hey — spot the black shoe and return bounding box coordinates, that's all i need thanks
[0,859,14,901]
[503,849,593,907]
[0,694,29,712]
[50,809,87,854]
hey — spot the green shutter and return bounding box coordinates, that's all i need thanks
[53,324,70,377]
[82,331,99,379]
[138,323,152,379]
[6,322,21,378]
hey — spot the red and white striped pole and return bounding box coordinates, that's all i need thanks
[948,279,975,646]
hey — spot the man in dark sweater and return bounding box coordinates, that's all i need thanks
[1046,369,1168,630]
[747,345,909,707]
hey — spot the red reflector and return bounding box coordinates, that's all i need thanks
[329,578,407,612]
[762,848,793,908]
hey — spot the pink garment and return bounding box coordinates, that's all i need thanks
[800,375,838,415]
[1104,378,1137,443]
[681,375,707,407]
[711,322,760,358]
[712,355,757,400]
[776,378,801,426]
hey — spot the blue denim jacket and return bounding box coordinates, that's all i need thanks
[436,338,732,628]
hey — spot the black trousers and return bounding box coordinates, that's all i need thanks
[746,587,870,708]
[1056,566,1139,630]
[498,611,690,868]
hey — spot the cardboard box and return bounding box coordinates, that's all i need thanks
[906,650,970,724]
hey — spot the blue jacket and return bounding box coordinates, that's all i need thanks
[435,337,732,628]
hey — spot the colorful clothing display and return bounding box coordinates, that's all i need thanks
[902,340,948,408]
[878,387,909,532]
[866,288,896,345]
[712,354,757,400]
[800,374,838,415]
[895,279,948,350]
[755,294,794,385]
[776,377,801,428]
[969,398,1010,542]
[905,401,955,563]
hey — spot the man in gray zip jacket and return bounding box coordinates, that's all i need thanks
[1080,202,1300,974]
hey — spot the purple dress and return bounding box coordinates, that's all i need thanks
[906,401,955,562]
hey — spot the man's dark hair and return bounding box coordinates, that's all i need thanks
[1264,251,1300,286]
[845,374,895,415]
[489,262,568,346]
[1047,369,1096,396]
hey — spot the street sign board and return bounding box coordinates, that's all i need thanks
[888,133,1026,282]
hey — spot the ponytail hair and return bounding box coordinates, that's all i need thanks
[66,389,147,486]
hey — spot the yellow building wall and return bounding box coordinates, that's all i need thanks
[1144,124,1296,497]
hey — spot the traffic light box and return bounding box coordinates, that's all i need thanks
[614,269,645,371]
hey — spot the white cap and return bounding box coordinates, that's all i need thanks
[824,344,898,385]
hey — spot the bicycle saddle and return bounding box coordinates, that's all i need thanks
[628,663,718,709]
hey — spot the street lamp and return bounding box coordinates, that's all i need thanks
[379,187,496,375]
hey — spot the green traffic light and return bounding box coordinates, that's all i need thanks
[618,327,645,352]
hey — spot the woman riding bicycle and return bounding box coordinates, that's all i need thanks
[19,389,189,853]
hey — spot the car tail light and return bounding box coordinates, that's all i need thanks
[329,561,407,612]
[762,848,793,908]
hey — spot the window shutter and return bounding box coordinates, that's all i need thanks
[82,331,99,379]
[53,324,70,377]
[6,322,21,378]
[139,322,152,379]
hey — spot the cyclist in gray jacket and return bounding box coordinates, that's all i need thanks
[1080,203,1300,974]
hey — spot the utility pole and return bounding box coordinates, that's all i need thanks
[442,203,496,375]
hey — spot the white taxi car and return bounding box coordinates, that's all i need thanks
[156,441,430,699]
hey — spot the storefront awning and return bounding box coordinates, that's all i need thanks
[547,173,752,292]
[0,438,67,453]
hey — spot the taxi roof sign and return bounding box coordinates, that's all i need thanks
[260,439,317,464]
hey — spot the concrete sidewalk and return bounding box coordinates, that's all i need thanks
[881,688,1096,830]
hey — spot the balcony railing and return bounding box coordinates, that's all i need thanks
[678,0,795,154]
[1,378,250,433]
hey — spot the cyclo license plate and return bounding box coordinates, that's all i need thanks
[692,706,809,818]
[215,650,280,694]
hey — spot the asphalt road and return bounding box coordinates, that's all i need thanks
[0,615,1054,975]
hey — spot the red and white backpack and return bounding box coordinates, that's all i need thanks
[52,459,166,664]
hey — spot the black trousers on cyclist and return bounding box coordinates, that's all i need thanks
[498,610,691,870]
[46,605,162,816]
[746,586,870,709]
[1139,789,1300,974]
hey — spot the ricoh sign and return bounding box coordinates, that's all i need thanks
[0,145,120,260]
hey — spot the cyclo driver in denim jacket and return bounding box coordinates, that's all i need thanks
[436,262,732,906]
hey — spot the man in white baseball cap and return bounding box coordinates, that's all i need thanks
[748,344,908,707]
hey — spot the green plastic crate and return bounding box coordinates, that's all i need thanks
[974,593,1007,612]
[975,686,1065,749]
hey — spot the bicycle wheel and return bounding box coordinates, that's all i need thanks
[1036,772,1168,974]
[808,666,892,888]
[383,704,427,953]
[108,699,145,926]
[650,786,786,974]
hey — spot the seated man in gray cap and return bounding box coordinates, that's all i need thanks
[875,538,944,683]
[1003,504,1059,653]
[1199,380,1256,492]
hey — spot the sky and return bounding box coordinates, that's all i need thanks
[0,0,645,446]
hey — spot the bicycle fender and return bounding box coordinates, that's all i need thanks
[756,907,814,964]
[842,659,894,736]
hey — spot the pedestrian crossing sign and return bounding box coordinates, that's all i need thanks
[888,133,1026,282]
_ _ _ _ _ _ _
**Activity:**
The records above must each be restated exactly as they stand.

**Output of the exercise:**
hey — spot the black shoe and return bounding box coordinates, that's all i need thanks
[0,859,14,901]
[503,849,593,907]
[0,694,29,712]
[50,809,87,854]
hey — spot the green shutter and return bounding box coordinates, that's all i need thanks
[53,324,70,377]
[82,331,99,379]
[138,323,152,379]
[6,322,21,378]
hey — spot the red and white striped pole and return bounding box coordinates, that's all i need thanks
[948,279,975,646]
hey — spot the man in dark sweater and return bounding box coordinates, that's all i need thanks
[1046,369,1168,630]
[747,345,909,707]
hey — spot the red reflector and return bounding box coordinates, that's all i need thanks
[329,578,407,612]
[762,848,793,908]
hey — spot the pink garment and return bounding box coordinates, that's all i need thanks
[800,375,838,415]
[1104,378,1137,443]
[681,375,707,407]
[711,322,760,358]
[712,355,757,400]
[776,378,801,426]
hey — spot the blue denim jacket and return bounding box coordinates, that's all i need thanks
[436,338,732,628]
hey — spot the black trousers and return bounding box coordinates, that's all i need thanks
[746,587,870,708]
[1056,566,1139,630]
[498,611,690,868]
hey — spot the cardboard box and return bounding box coordinates, that's all i need thanks
[906,650,970,724]
hey — spot the blue jacket and return bounding box coordinates, that's all i need thanks
[435,337,732,628]
hey — spot the colorful clothing display and return bounding box coordinates, that's all i need thanks
[902,340,948,408]
[878,387,909,532]
[866,288,896,345]
[712,354,757,400]
[800,374,838,415]
[895,279,948,350]
[755,294,794,385]
[776,377,801,428]
[969,398,1010,542]
[905,401,955,563]
hey — spot the man in gray zip jacket and return bounding box coordinates, that's all i need thanks
[1080,202,1300,974]
hey — spot the purple dress and return bounding box coordinates, that's all i need thanks
[906,401,955,562]
hey — spot the man's dark hair and return bounding box coordinates, that's all i need thanks
[1264,251,1300,286]
[845,374,895,415]
[489,262,568,346]
[1047,369,1096,396]
hey — spot the street sign board and return bounding box coordinates, that's all i need thanks
[888,133,1026,282]
hey — spot the ponytail hair and return bounding box coordinates, that's all i need thanks
[66,389,147,486]
hey — spot the yellow building wall and return bounding box coordinates, that's all i need thanks
[1144,124,1296,497]
hey — spot the traffic light box and return bounding box coordinates, that's all i need thanks
[614,269,645,371]
hey — spot the white cap and return bounding box coordinates, that's all i need thanks
[824,344,898,385]
hey — spot the bicycle saddle and return bounding box coordinates, that's all i need thanks
[628,663,718,709]
hey — spot the street lamp and return bounding box coordinates, that's all i need thanks
[379,187,496,375]
hey — spot the green traffic light and return bounding box coordinates, that's all i need thanks
[618,327,645,352]
hey — spot the woman riding bicycle and return bounding box coordinates, that's all i need thanks
[19,389,189,853]
hey — spot the car tail light and return bounding box coordinates, that's all i need thanks
[329,561,407,612]
[762,848,793,908]
hey — spot the window shutter and return bounding box coordinates, that's all i need thanks
[82,331,99,379]
[53,324,70,377]
[6,322,21,378]
[139,322,152,379]
hey — spot the cyclist in gray jacket and return bounding box coordinates, that's all i need thanks
[1080,203,1300,974]
hey — spot the utility pole and return bounding box coordinates, that's all i need thanks
[442,203,496,375]
hey — spot the white taxi car and return bounding box coordinates, that's all i need thanks
[156,441,430,699]
hey — spot the storefront awning and return bounding box coordinates, that's all i need thanks
[547,173,752,292]
[0,438,67,453]
hey — spot the taxi roof sign and return bounding box coordinates, that's all i need thanks
[260,439,317,464]
hey — spot the concrete sidewalk and return bounding box coordinates, that's all i need thanks
[881,688,1096,830]
hey — spot the balcony railing and return bounding box coordinates, that's all i need thanks
[678,0,795,154]
[1,378,250,433]
hey — spot the cyclo license plate and return bounding box coordinates, that's all i need thanks
[692,706,809,818]
[215,650,280,694]
hey — spot the asphalt road and return bounding box coordinates, that's all i need thanks
[0,615,1054,975]
hey — spot the red and white backpack and return bounding box coordinates, that's all i need thanks
[52,459,166,664]
hey — spot the black trousers on cyclist and return bounding box coordinates, that's all i need thanks
[498,610,691,870]
[46,605,162,816]
[746,586,870,709]
[1139,789,1300,974]
hey — spot the ricoh sign and return bounding box coordinates, that's all i need thanks
[0,145,120,260]
hey — spot the cyclo driver in denim jacket and return bounding box coordinates, that's all i need thanks
[436,262,732,906]
hey — spot the man in white baseball cap and return bounding box coordinates, that's all i need thanks
[748,344,908,707]
hey — spot the green plastic crate and return bounding box coordinates, that's all i need thanks
[974,593,1007,612]
[975,686,1065,749]
hey — spot the bicycle wheel and return bounding box coordinates, that's all i need thanks
[1036,772,1168,974]
[808,666,892,888]
[383,704,427,953]
[108,699,145,926]
[650,786,786,974]
hey — spot the seated man in gray cap and return bounding box coordinates, that's all i need thanks
[875,538,944,683]
[1003,504,1059,653]
[1199,380,1256,492]
hey — spot the sky and return bounding box coordinates, that's all i need thanks
[0,0,645,446]
hey — spot the bicycle fender and return bounding box coordinates, that's all i need thanks
[756,907,814,964]
[842,659,894,736]
hey — spot the pedestrian crossing sign and return bounding box coordinates, that's all i need thanks
[888,133,1026,282]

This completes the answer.